• [EXERCISE] Put every line of the records below into a numbered list, skipping any blank lines.

• [AVAILABLE DATA]

■ ■ ■

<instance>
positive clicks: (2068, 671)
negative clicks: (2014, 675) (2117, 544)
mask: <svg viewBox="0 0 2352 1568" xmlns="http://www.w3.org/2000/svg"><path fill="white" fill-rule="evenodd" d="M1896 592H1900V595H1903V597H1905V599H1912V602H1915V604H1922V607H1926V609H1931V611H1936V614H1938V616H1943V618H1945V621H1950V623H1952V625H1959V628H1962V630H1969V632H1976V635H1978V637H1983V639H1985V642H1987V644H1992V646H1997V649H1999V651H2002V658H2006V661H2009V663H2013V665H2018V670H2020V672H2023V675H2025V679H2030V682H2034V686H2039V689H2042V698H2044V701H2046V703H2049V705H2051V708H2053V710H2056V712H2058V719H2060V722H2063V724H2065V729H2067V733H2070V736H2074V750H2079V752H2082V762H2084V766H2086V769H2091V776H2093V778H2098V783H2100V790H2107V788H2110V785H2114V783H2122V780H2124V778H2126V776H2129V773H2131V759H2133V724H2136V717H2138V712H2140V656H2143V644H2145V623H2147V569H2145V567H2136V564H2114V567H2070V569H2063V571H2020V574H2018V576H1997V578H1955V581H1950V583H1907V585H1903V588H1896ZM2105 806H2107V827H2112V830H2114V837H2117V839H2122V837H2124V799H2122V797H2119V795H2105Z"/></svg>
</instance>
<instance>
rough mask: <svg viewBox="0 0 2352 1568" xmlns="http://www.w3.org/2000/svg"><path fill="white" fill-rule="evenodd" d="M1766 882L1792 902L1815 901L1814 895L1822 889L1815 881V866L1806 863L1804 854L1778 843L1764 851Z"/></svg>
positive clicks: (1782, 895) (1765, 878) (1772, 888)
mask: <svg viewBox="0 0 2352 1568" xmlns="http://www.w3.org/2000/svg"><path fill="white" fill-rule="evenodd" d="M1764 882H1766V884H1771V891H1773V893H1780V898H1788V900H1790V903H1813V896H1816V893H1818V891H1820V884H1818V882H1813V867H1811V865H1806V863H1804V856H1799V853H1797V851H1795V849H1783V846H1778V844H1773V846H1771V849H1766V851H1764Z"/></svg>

■ ■ ■

• [PROBLEM SOLUTION]
1. <instance>
2. positive clicks: (2068, 671)
3. negative clicks: (2014, 675) (2117, 544)
4. mask: <svg viewBox="0 0 2352 1568" xmlns="http://www.w3.org/2000/svg"><path fill="white" fill-rule="evenodd" d="M1896 592H1900V595H1903V597H1905V599H1912V602H1915V604H1922V607H1926V609H1931V611H1936V614H1938V616H1943V618H1945V621H1950V623H1952V625H1959V628H1962V630H1969V632H1976V635H1978V637H1983V639H1985V642H1987V644H1992V646H1997V649H1999V651H2002V658H2006V661H2009V663H2013V665H2018V670H2020V672H2023V675H2025V679H2030V682H2034V686H2039V689H2042V698H2044V701H2046V703H2049V705H2051V708H2053V710H2056V712H2058V719H2060V722H2063V724H2065V729H2067V733H2070V736H2074V750H2079V752H2082V762H2084V766H2086V769H2091V776H2093V778H2098V783H2100V790H2107V788H2110V785H2114V783H2122V780H2124V778H2126V776H2129V773H2131V759H2133V724H2136V717H2138V712H2140V656H2143V644H2145V623H2147V569H2145V567H2136V564H2114V567H2070V569H2063V571H2020V574H2018V576H1997V578H1955V581H1950V583H1907V585H1903V588H1896ZM2105 806H2107V827H2112V830H2114V837H2117V839H2122V837H2124V799H2122V797H2119V795H2105Z"/></svg>
5. </instance>
6. <instance>
7. rough mask: <svg viewBox="0 0 2352 1568" xmlns="http://www.w3.org/2000/svg"><path fill="white" fill-rule="evenodd" d="M1766 882L1792 902L1815 901L1814 895L1822 889L1815 881V866L1806 863L1804 854L1778 843L1764 851Z"/></svg>
8. positive clicks: (1782, 895) (1765, 878) (1772, 888)
9. mask: <svg viewBox="0 0 2352 1568" xmlns="http://www.w3.org/2000/svg"><path fill="white" fill-rule="evenodd" d="M1764 882H1766V884H1771V891H1773V893H1780V898H1788V900H1790V903H1813V896H1816V893H1818V891H1820V884H1818V882H1813V867H1811V865H1806V863H1804V856H1799V853H1797V851H1795V849H1783V846H1778V844H1773V846H1771V849H1766V851H1764Z"/></svg>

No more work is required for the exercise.